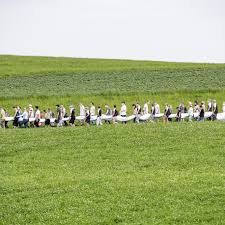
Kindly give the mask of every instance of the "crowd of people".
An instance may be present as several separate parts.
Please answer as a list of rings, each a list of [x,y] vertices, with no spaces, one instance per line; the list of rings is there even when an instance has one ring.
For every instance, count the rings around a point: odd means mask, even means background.
[[[28,128],[28,127],[40,127],[40,126],[75,126],[76,117],[79,116],[79,123],[81,126],[83,125],[102,125],[102,115],[103,109],[98,106],[95,107],[95,104],[92,102],[90,106],[85,107],[82,103],[79,104],[79,112],[75,110],[74,105],[69,106],[69,111],[67,112],[66,108],[63,105],[56,105],[55,112],[50,108],[47,110],[41,111],[38,106],[33,106],[30,104],[27,108],[21,109],[20,106],[15,106],[14,115],[11,118],[13,121],[14,128]],[[160,106],[158,103],[154,102],[150,104],[150,101],[146,101],[143,107],[137,102],[132,105],[133,110],[133,122],[139,123],[142,115],[150,114],[150,121],[154,121],[156,115],[160,114]],[[184,103],[180,103],[178,107],[175,109],[175,120],[177,122],[182,121],[182,113],[188,114],[188,121],[197,120],[204,121],[205,112],[212,112],[211,116],[207,118],[208,120],[216,120],[218,114],[218,106],[216,100],[208,100],[208,104],[206,105],[204,101],[200,104],[198,101],[195,101],[194,104],[192,102],[188,102],[187,107]],[[222,111],[225,113],[225,103],[223,103]],[[172,118],[170,117],[173,113],[172,106],[169,104],[165,104],[165,108],[163,111],[163,121],[170,122]],[[194,113],[198,113],[198,116],[195,118]],[[117,106],[114,105],[112,108],[105,104],[104,115],[110,119],[105,120],[106,123],[117,123],[118,116],[127,117],[127,106],[125,102],[121,103],[120,110],[117,109]],[[8,128],[7,118],[10,115],[3,107],[0,106],[0,127]],[[92,118],[96,119],[92,119]],[[65,120],[64,118],[67,118]],[[41,119],[44,119],[44,122],[41,122]],[[123,121],[126,123],[126,121]]]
------------------------------------------------
Short task: Please rewrite the data above with every "instance" replaced by "object", keeping all else the same. Omit the pictures.

Solved problem:
Kindly give the mask of every object of the "crowd of people".
An object may be present as several separate parts.
Please answer as a list of rings, each a list of [x,y] vertices, with no spaces, one object per line; the list of rings is there even when an object has one ring.
For every object, count the rings around a point: odd means mask, even means background.
[[[28,128],[28,127],[40,127],[40,126],[75,126],[76,117],[79,116],[79,123],[81,126],[83,125],[102,125],[102,115],[103,109],[98,106],[95,107],[95,104],[92,102],[90,106],[85,107],[82,103],[79,104],[79,112],[75,110],[74,105],[69,106],[69,111],[67,112],[66,108],[63,105],[56,105],[55,112],[50,108],[47,110],[41,111],[38,106],[33,106],[30,104],[27,108],[21,109],[20,106],[15,106],[14,115],[11,118],[13,121],[14,128]],[[160,106],[158,103],[154,102],[150,104],[150,101],[146,101],[143,107],[137,102],[132,105],[133,110],[133,122],[139,123],[142,115],[150,114],[150,121],[154,121],[156,115],[160,114]],[[184,103],[180,103],[178,107],[175,109],[175,120],[177,122],[182,121],[182,113],[188,114],[188,121],[197,120],[204,121],[205,112],[212,112],[211,116],[207,118],[208,120],[216,120],[218,114],[218,106],[216,100],[208,100],[208,104],[206,105],[204,101],[200,104],[198,101],[195,101],[194,104],[192,102],[188,102],[187,107]],[[222,111],[225,113],[225,103],[223,103]],[[172,118],[170,117],[173,113],[172,106],[169,104],[165,104],[165,108],[163,111],[163,121],[170,122]],[[194,113],[198,113],[198,116],[195,118]],[[117,106],[114,105],[112,108],[105,104],[104,115],[110,119],[105,120],[106,123],[117,123],[118,116],[127,117],[127,106],[125,102],[121,103],[120,110],[117,109]],[[8,128],[7,118],[10,115],[3,107],[0,106],[0,127]],[[92,118],[96,119],[92,119]],[[65,120],[64,118],[67,118]],[[41,119],[44,119],[44,122],[41,122]],[[123,121],[126,123],[126,121]]]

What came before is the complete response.